§ Selected extract:
Start of Block

Higher education insiders predict that campuses launching apprenticeships will have a better chance of thriving as the number of high school graduates declines nationwide over the next few years.

“The work world is changing,” said Kevin Krebs, founder of HelloCollege, an Illinois-based admissions counseling firm. “You can’t sit idly by until you’re 21 and suddenly decide you want a good job. That’s not how it works anymore.”

“I see a growing chasm between what’s in the syllabus and what’s in the boardroom,” said Ava Sirrah, an education consultant and New York University business instructor. “Many universities struggle with anachronistic curricula because faculty haven’t been in the workforce for decades.”

In an April 2025 fact sheet, the White House flagged a shortage of 447,000 construction workers and 94,000 durable goods workers in 2024.

It cited a Bureau of Labor Statistics estimate that the annual shortage of skilled tradesmen would grow steadily over the next decade to “close to half a million” workers.

The White House fact sheet also blasted previous administrations for promoting “college for all” as a “one-size-fits-all approach to workforce preparedness.”

Sarah Boisvert, New Mexico-based CEO of New Collar AI, said universities must “leave the old models behind” to attract the growing number of high school graduates who cannot afford four-year degrees. Her software company trains students to use 3D printers, laser cutters and other manufacturing tools.

“Colleges are typically still trying to tie apprenticeship training to degrees,” Ms. Boisvert said. “For many students, that is not an option because college is not for everyone.”

End of Block

§ Material supplied:
Start of Block

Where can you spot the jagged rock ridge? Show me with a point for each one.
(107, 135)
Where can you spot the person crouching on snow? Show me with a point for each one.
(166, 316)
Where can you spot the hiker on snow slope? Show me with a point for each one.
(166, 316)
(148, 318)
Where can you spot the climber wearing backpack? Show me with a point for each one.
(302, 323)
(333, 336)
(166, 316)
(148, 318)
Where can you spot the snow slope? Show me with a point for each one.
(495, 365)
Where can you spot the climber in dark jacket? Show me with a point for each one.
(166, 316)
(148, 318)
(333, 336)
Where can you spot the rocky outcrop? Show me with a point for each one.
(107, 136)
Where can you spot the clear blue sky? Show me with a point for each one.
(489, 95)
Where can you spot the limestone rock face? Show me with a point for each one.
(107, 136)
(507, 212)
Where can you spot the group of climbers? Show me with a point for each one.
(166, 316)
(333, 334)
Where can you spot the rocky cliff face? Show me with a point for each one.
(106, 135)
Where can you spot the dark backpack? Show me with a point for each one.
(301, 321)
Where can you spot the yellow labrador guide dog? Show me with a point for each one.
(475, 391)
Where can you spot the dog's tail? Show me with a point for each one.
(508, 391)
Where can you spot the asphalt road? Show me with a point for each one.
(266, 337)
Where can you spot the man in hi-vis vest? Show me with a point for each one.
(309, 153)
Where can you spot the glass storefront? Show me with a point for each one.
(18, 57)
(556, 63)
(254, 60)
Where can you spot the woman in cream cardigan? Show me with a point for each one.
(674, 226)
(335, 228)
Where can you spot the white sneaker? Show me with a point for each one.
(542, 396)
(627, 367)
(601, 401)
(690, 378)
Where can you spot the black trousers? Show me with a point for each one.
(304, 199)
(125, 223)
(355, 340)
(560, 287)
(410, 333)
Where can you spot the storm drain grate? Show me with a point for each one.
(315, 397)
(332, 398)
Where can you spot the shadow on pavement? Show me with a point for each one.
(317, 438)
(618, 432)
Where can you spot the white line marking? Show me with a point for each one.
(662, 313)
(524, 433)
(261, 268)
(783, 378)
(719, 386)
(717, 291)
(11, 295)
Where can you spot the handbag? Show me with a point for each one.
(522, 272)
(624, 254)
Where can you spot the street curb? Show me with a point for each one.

End of Block

§ To do: In the text on apprenticeships, could you give the part that opens with "Sarah Boisvert, New" and closes with "other manufacturing tools." again, swapping "universities" for "colleges"? The records come from an unrelated source.

§ Task output:
Sarah Boisvert, New Mexico-based CEO of New Collar AI, said colleges must “leave the old models behind” to attract the growing number of high school graduates who cannot afford four-year degrees. Her software company trains students to use 3D printers, laser cutters and other manufacturing tools.